◆ Stored data ◆
⟨
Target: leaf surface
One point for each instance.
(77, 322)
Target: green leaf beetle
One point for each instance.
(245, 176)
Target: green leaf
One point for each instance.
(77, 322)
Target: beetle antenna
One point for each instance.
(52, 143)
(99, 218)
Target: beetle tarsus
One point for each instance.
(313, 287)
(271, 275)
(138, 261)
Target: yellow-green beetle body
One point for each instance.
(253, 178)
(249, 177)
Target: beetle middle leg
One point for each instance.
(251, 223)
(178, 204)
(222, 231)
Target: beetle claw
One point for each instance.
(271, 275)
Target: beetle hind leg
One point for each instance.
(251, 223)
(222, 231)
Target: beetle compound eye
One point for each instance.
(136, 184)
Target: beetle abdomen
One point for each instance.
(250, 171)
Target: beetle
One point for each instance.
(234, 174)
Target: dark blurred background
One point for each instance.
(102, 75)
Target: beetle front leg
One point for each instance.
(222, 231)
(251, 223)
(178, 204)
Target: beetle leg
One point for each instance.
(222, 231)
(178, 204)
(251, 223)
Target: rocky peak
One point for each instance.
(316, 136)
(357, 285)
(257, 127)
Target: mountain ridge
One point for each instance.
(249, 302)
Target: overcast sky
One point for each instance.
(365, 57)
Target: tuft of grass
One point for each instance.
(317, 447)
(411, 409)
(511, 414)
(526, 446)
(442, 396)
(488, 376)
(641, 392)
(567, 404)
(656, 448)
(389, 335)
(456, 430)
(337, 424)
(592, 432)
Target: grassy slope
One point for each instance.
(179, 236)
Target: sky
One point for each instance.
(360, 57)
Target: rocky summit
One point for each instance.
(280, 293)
⟩
In the entries above, find every line holding the word "green" and copy it out.

Target: green leaf beetle
Target: green leaf
Target: yellow-green beetle body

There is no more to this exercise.